- Exercise requirements -
List each line of the records that contains the word "gravel", treating uppercase and lowercase as different.

Pointing records for named objects
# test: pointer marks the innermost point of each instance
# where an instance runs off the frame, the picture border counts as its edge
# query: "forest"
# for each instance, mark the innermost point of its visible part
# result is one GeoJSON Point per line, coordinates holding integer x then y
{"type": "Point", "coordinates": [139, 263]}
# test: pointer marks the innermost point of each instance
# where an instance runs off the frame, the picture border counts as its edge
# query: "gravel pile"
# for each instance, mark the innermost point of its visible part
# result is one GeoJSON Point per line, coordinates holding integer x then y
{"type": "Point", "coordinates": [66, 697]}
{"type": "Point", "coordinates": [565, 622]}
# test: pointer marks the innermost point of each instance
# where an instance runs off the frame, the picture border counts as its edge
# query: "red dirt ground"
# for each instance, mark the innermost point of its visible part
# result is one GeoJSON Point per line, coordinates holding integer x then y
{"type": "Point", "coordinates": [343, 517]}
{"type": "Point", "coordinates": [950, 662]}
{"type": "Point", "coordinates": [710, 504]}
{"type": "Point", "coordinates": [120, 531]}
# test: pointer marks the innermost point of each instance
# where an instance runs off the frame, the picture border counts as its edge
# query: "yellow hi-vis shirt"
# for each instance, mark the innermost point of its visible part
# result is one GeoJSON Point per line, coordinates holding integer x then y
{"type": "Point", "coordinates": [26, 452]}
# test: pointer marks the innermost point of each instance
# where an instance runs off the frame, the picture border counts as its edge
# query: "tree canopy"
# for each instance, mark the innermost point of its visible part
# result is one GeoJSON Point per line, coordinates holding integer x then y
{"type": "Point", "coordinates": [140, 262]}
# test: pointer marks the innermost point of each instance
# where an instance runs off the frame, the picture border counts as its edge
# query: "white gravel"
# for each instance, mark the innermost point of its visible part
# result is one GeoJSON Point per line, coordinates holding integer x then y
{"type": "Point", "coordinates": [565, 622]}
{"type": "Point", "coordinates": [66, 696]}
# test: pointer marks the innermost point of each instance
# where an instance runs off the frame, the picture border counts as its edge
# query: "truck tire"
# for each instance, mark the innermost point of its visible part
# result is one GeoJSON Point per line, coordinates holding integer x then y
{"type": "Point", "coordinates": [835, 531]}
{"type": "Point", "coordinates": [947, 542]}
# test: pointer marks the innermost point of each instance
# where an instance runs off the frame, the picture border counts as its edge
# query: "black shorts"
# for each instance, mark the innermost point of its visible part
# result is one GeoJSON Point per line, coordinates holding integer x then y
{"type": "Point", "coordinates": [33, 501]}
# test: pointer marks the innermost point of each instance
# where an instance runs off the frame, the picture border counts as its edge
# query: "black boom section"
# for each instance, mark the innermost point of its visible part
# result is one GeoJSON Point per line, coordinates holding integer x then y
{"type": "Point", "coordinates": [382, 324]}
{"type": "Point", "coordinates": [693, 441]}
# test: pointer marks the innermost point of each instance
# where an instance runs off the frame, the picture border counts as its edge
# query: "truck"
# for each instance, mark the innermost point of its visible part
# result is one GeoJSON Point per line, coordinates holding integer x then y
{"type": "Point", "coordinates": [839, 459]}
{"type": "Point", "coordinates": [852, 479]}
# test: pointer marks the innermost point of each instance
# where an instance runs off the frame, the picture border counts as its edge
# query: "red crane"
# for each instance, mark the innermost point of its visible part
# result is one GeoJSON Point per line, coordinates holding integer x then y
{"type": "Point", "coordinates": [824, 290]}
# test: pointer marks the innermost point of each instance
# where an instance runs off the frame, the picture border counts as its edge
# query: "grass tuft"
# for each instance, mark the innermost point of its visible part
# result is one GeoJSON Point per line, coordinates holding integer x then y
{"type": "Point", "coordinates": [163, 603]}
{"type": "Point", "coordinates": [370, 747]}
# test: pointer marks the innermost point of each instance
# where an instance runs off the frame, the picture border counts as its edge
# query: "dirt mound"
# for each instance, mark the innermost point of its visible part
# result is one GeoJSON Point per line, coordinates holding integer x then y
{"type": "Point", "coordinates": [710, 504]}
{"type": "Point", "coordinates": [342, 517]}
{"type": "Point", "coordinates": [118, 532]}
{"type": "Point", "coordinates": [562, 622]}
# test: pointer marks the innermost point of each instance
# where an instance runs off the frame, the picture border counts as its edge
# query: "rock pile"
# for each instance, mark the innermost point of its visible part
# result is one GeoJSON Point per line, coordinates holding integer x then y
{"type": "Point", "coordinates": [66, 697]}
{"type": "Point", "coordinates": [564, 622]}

- Expected output -
# query: "gravel pile"
# query: "white gravel"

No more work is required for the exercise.